#### Data rows:
——

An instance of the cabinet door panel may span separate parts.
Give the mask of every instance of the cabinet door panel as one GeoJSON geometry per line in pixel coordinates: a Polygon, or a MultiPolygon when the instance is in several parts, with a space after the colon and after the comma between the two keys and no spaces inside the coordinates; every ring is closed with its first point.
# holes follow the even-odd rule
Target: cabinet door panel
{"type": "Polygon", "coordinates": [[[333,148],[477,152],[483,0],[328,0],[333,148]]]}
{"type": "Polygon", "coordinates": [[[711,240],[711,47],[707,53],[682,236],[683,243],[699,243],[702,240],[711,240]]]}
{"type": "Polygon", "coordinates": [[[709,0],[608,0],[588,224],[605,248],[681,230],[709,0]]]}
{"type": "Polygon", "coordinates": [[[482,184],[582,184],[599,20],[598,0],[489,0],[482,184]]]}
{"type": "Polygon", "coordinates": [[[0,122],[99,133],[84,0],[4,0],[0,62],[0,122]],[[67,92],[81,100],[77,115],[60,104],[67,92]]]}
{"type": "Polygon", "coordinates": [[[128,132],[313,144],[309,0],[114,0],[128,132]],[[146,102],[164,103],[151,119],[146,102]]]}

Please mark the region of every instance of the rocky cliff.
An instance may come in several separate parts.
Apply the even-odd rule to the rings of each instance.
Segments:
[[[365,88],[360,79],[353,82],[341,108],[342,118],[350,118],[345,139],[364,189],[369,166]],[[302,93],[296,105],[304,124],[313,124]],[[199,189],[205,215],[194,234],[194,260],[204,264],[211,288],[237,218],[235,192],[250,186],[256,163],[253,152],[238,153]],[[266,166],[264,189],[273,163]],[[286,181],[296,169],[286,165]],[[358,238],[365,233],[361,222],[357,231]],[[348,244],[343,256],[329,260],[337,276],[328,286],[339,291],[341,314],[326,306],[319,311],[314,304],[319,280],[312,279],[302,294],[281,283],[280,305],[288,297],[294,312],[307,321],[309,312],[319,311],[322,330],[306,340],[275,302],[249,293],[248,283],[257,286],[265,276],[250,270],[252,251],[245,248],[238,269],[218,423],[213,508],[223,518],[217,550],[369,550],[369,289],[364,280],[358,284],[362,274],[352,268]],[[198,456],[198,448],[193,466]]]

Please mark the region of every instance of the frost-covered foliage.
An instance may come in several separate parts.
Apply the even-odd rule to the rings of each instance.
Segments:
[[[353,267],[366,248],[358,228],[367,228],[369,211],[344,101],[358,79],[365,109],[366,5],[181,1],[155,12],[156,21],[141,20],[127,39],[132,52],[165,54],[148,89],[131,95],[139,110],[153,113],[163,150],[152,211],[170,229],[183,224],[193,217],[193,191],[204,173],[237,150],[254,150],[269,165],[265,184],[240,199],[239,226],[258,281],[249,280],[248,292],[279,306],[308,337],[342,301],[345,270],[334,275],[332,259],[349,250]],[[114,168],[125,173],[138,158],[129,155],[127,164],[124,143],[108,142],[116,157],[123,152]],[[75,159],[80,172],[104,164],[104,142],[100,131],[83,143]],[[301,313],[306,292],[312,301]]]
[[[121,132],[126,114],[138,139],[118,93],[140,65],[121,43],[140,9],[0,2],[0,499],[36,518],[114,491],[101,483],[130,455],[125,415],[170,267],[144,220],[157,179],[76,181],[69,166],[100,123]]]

——

#### Stated exercise:
Reproduce verbatim every line of the records from the one containing "Please mark the region of every instance of the frost-covered" through the last line of the records, both included.

#### Written answer:
Please mark the region of every instance of the frost-covered foliage.
An instance may come in several separate parts.
Apply the even-odd rule to the rings of each instance.
Segments:
[[[353,267],[366,248],[358,228],[367,228],[369,211],[344,101],[358,79],[365,109],[366,5],[181,1],[155,12],[156,21],[141,20],[127,39],[132,52],[165,54],[148,89],[131,95],[139,110],[153,113],[163,150],[152,211],[170,229],[183,224],[193,217],[193,191],[204,173],[237,150],[254,150],[269,165],[265,184],[240,199],[239,226],[258,281],[249,280],[248,292],[279,306],[308,337],[342,301],[345,270],[334,275],[332,259],[349,250]],[[114,168],[125,173],[138,158],[129,155],[127,164],[124,143],[108,142],[116,157],[123,152]],[[75,159],[80,172],[104,164],[104,142],[100,131],[83,143]],[[301,313],[306,292],[312,301]]]
[[[121,132],[126,114],[138,139],[118,93],[140,65],[121,43],[140,9],[0,2],[0,499],[36,518],[114,491],[101,483],[130,455],[125,415],[170,267],[144,220],[157,179],[76,181],[69,166],[100,123]]]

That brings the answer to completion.